▶ _THINGS TO DO_
(a) Condense the paragraph of the credit facility excerpt that begins "Interest Rate – Revolving Credit Line" into a short bulleted list that keeps its main facts.
(b) Reproduce the credit facility excerpt word for word from "Interest Rate – Revolving" up to and including "most recently ended.".

▶ _PAGE TEXT_
begin

Certain of the Company’s U.S. subsidiaries have guaranteed the Company’s obligations under the New Credit Facility and such obligations are secured by (a) substantially all of the personal property of the Company and the U.S. subsidiary guarantors and (b) a pledge of 100% of the stock of most of the Company’s U.S. subsidiaries and 65% of most of the stock of the Company’s first tier foreign subsidiaries.

Interest Rate – Term Loan:  The interest rates applicable to the term loans will be, at the Company’s option, equal to either a base rate or a London Interbank Offered Rate (“LIBOR”) rate plus, in both cases, an applicable margin. 

·

The base rate will be the highest of (i) the federal funds rate plus 0.50%, (ii) PNC’s prime rate or (iii) the daily LIBOR rate plus 1.00%. 

·

The applicable margin for base rate loans is 2.25%.

·

The LIBOR rate will be set as quoted by Bloomberg and shall not be less than 0.75%.

·

The applicable margin for LIBOR rate loans is 3.25%.

·

For LIBOR rate loans, the Company may choose to set the duration on individual borrowings for periods of one, two, three or six months, with the interest rate based on the applicable LIBOR rate for the corresponding duration. 

At June 30, 2015, the Company had borrowed $297.8 million under the term loan facility at an annual rate of 4.0%.  There were no additional borrowings available under the term loan facility. 

Interest Rate – Revolving Credit Line:  The interest rates applicable to loans under the revolving credit line will be, at the Company’s option, equal to either a base rate or a LIBOR rate plus an applicable variable margin.  The variable margin will be based on the ratio of (a) the Company’s total consolidated debt outstanding at such time to (b) the Company’s consolidated EBITDA computed for the period of four consecutive fiscal quarters most recently ended.

end

▶ _DATASET ENTRIES_
begin

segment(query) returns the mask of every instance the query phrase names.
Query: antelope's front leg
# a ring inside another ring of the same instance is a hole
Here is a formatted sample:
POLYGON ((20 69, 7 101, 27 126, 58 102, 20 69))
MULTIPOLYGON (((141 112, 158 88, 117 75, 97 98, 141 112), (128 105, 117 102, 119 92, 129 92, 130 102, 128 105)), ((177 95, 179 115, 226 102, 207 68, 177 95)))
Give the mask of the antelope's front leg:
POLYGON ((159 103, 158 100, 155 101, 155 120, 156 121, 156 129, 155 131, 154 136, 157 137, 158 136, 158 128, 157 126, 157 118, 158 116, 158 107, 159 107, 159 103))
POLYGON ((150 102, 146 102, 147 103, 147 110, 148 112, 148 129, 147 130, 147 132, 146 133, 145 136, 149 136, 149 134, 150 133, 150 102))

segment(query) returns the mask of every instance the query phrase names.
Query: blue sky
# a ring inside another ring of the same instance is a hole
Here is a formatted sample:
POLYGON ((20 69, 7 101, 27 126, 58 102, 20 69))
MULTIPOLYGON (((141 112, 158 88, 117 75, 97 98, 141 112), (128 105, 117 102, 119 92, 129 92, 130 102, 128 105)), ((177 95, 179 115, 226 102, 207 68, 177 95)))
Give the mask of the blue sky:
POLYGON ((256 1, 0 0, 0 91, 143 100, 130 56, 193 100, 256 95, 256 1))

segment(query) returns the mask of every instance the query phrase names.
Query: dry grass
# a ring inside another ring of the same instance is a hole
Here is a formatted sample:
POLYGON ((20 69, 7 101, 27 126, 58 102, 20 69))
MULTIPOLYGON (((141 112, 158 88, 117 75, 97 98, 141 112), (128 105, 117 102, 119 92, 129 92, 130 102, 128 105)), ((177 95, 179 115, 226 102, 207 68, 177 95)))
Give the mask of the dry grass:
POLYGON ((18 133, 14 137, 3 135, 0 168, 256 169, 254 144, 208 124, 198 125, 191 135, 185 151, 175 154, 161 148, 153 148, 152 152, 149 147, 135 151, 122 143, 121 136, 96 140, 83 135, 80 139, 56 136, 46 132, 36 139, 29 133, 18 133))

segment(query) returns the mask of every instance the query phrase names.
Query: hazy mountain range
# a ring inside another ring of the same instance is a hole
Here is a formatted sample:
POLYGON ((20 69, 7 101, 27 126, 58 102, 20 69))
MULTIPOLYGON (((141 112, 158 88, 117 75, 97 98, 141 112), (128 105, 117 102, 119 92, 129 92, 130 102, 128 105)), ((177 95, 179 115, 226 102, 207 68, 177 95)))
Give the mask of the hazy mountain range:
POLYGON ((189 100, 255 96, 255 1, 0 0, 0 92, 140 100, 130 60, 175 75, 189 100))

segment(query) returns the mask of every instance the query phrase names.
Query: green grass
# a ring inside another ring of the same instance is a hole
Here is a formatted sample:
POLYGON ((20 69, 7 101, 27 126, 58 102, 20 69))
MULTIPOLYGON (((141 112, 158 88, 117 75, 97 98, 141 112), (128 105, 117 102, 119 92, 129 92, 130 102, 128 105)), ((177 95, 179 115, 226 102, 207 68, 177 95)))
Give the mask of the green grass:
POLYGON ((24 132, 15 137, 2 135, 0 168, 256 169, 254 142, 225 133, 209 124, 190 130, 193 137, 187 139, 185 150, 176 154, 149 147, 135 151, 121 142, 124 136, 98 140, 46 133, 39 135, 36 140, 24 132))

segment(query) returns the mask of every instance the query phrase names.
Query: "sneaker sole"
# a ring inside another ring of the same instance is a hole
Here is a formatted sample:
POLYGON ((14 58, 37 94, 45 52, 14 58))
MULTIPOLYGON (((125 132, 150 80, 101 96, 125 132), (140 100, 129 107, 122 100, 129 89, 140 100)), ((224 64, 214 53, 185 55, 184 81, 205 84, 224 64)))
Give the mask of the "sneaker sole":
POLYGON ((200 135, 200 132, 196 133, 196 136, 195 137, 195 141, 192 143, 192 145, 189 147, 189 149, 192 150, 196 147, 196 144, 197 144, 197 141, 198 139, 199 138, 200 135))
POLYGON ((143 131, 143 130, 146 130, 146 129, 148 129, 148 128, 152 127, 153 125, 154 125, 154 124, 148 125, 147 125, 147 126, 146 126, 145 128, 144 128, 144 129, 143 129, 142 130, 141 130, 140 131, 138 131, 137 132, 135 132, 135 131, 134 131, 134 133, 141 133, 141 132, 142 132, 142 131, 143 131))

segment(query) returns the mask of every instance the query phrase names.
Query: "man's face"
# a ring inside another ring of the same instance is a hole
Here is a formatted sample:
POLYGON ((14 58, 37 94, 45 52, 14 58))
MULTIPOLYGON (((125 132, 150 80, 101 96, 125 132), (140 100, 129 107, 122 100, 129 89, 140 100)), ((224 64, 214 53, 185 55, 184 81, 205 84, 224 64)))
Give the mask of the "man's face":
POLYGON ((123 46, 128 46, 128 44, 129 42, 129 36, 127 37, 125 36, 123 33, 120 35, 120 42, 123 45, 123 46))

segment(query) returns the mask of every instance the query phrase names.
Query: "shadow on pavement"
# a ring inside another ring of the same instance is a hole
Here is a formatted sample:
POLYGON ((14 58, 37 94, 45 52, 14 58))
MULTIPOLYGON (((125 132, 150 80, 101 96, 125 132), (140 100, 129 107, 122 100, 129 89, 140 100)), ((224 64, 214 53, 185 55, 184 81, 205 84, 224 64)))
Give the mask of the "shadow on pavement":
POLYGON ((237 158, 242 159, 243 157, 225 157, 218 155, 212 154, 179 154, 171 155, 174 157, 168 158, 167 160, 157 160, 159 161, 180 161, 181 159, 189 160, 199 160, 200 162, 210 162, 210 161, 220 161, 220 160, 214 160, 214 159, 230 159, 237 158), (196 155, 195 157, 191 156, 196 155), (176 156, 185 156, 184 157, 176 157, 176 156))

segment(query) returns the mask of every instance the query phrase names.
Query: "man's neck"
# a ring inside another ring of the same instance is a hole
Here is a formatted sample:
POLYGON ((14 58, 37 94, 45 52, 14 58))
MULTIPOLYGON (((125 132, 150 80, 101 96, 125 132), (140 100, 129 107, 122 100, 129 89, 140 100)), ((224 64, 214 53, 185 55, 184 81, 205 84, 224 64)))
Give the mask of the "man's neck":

end

▶ _ANSWERS BELOW_
(a)
- Revolving credit line loans bear interest, at the Company's option, at either a base rate or a LIBOR rate plus an applicable variable margin.
- The variable margin depends on the ratio of the Company's total consolidated debt outstanding at the time to its consolidated EBITDA for the four most recently ended consecutive fiscal quarters.

(b)
Interest Rate – Revolving Credit Line:  The interest rates applicable to loans under the revolving credit line will be, at the Company’s option, equal to either a base rate or a LIBOR rate plus an applicable variable margin.  The variable margin will be based on the ratio of (a) the Company’s total consolidated debt outstanding at such time to (b) the Company’s consolidated EBITDA computed for the period of four consecutive fiscal quarters most recently ended.